[Pointing records]
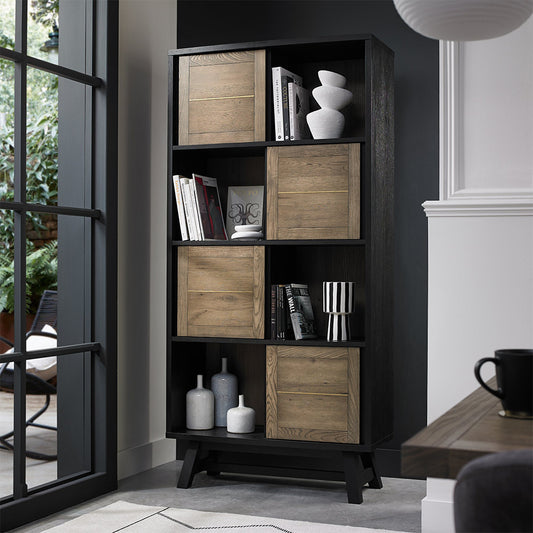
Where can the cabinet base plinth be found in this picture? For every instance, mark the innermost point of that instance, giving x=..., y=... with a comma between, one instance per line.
x=356, y=469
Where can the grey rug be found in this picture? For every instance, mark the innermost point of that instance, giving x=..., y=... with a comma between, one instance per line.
x=131, y=518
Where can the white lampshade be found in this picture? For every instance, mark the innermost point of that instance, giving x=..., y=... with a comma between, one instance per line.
x=464, y=20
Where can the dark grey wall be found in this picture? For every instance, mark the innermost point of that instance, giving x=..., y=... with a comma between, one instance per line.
x=416, y=162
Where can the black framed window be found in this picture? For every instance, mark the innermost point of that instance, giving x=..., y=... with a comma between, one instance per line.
x=58, y=231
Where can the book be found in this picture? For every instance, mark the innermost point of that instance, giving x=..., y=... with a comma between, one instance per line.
x=285, y=80
x=205, y=223
x=210, y=208
x=298, y=110
x=277, y=98
x=187, y=205
x=245, y=206
x=301, y=311
x=180, y=207
x=273, y=312
x=196, y=210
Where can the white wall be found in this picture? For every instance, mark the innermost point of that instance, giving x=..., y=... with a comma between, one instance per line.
x=147, y=30
x=481, y=230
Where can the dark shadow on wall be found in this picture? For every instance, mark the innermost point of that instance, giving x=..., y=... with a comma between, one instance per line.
x=134, y=250
x=416, y=155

Goal = Rewrite all the lines of the records above, requests included, with every x and y coordinate in the answers scaled by 1.7 and rounded to a whole number, halves rounded up. Leave the pictures out.

Correct output =
Where can the cabinet base plinth be found in this picture? For every instance, mark the innermost point of that instance, giving x=..., y=... with a comma between, one instance per line.
x=605, y=797
Where can the grey rug be found in this picture? For every instance, mark the innermost point of that instance, giving x=..., y=... with a comma between, one instance per line.
x=223, y=881
Where can the white lampshade be found in this picture? For every instance, mark the innermost point of that instance, giving x=..., y=... with a comma between, one instance per line.
x=789, y=34
Where can the dark grey wall be found in this picture? For every instance, mark the innermost point of that instance, giving x=..., y=... with a comma between, one instance per line.
x=707, y=275
Where can the black framed window be found in this picture? For every instance, mark the innermost point of that instance, giving x=..., y=... with a comma between, one instance per line.
x=99, y=393
Where can the book be found in this picture? For every instance, mark the innermost point of that instance, giving x=..., y=... with a comma between, one instance per line.
x=485, y=136
x=349, y=379
x=357, y=354
x=507, y=187
x=471, y=167
x=318, y=349
x=417, y=350
x=512, y=529
x=306, y=352
x=464, y=530
x=333, y=357
Where can the white wall be found in this picture? For every instance, mark the innermost point of that instance, giving x=..., y=... with a comma between, one instance per line.
x=250, y=51
x=818, y=391
Where can the dark shadow on wall be found in this picture? For every instance, mark the innermost point of that instance, giving x=..., y=... with a comma between, one instance per line.
x=228, y=425
x=707, y=264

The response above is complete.